Testo da analizzare =>
###

Quest’ultima oltrepassa la barriera emato-encefalica, dove viene metabolizzata in acido chinolinico dotato di effetti neuro-tossici, pro-infiammatori e ossidanti (ovvero favorisce la produzione di radicali liberi o ROS). L’acido chinolinico riduce la funzionalità energetica della cellula, agendo da Killer verso i mitocondri (centrale energetica cellulare).
Sebbene la fibromialgia è caratterizzata da una certa eterogeneità dei sintomi, il denominatore comune sembra essere il TRP. La sua carenza, oltre a determinare bassi livelli di serotonina e quindi una minore tollerabilità al dolore, determina un’alterazione della barriera intestinale. Il triptofano infatti è essenziale per la rigenerazione della mucosa intestinale e la protezione verso agenti potenzialmente patogeni.
Un deficit di TRP sembra quindi predisporre a patologie intestinali infiammatorie come la sindrome del colon irritabile o IBS spesso riscontrata nei pazienti affetti da fibromialgia.
Un’altra condizione piuttosto frequente nel paziente fibromialgico è l’intolleranza verso gli zuccheri a corta catena come fruttosio, saccarosio, lattosio, ecc. La presenza nel lume intestinale di queste molecole non assorbite, oltre a dare fastidiosi sintomi intestinali, impedisce il normale assorbimento del triptofano, limitando quindi, ancora una volta la sua disponibilità per la sintesi della serotonina.

###

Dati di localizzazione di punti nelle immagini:
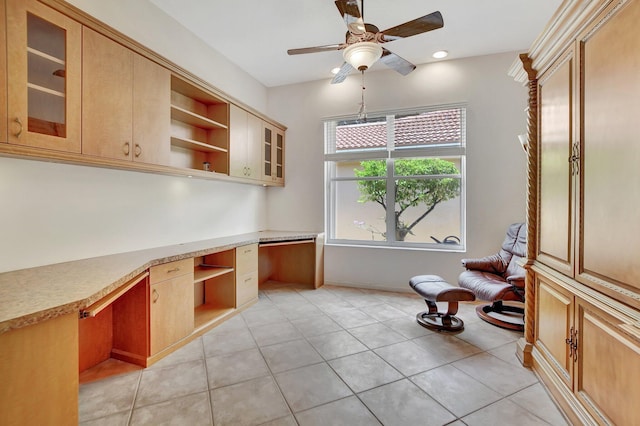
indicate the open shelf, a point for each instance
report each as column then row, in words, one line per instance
column 193, row 119
column 203, row 273
column 208, row 313
column 195, row 145
column 199, row 128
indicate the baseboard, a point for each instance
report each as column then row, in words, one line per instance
column 372, row 287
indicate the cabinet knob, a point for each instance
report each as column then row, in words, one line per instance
column 17, row 120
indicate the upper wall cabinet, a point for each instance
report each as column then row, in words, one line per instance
column 244, row 144
column 125, row 103
column 77, row 91
column 44, row 68
column 199, row 128
column 272, row 154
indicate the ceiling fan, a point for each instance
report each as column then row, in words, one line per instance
column 363, row 41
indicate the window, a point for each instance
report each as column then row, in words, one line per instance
column 397, row 179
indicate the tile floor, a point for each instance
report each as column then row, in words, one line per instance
column 332, row 356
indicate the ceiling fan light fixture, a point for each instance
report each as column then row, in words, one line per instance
column 362, row 55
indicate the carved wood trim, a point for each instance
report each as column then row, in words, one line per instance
column 532, row 196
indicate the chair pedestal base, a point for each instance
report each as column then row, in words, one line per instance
column 439, row 321
column 501, row 315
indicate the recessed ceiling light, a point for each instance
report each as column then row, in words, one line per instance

###

Quesiti e compiti =>
A: Riporti il passo del testo sulla fibromialgia compreso tra "Quest’ultima oltrepassa la" e "(centrale energetica cellulare).", estremi inclusi.
B: Secondo il testo sulla fibromialgia, per quali funzioni il triptofano risulta essenziale?
C: Prosegua il testo sulla fibromialgia a partire dalla sua ultima frase.
I record non hanno alcun legame con il testo.

Risposte ai compiti =>
A:
Quest’ultima oltrepassa la barriera emato-encefalica, dove viene metabolizzata in acido chinolinico dotato di effetti neuro-tossici, pro-infiammatori e ossidanti (ovvero favorisce la produzione di radicali liberi o ROS). L’acido chinolinico riduce la funzionalità energetica della cellula, agendo da Killer verso i mitocondri (centrale energetica cellulare).

B: Per la rigenerazione della mucosa intestinale e la protezione verso agenti potenzialmente patogeni.

C:
La presenza di fruttosio non assorbito sembra inoltre responsabile del deterioramento del microbioma intestinale e del minore assorbimento di alcuni minerali. Nei pazienti con FMS si riscontrano infatti spesso bassi livelli sierici di molti micronutrienti come magnesio, zinco, calcio, selenio, vitamina B6, vitamina C e acido folico. Alcuni di questi sono importanti co-fattori di enzimi coinvolti nella sintesi della serotonina.
Il primo obiettivo dietoterapico è sicuramente quello di ridurre al minimo la presenza a livello intestinale di molecole che potrebbero limitare l’assorbimento e quindi la biodisponiblità del triptofano. Un recente studio (3) ha infatti dimostrato come una dieta a basso contenuto di FODMAP (Fermentable Oligosaccharides, Disaccharides, Monosaccharides and Polyols) determini un netto miglioramento dei sintomi gastrointestinali e muscolo-scheletrici in ben l’82% dei pazienti affetti da fibromialgia. Secondo tale presupposto sarebbe bene evitare l’assunzione di:
Un altro obiettivo della dieta dovrebbe essere quello di preferire cibi ricchi di vitamine e minerali ad azione antiossidante. I pazienti con fibromialgia infatti producono una quantità di radicali liberi (ROS) pari a 3 volte quella prodotta dai controlli su persone sane.
Sebbene non si è totalmente a conoscenza di come l’elevato stress ossidativo possa determinare la sintomatologia dolorosa, sembra che i radicali liberi danneggino i mitocondri, determinando una riduzione delle specie ad azione anti-ossidante (es. glutatione o GSH). L’elevato stress-ossidativo crea un circolo vizioso di infiammazione perpetua con aggravamento e mantenimento dei sintomi di fatica e dolore. Per tale ragione è bene aumentare il consumo di frutta e verdure di stagione, ricche in vitamine e sostanze antiossidanti.
In ultima analisi si dovrebbero evitare anche tutti quegli alimenti contenti eccito-tossine, ovvero sostanze che possono interferire nella percezione del dolore, esacerbando i sintomi.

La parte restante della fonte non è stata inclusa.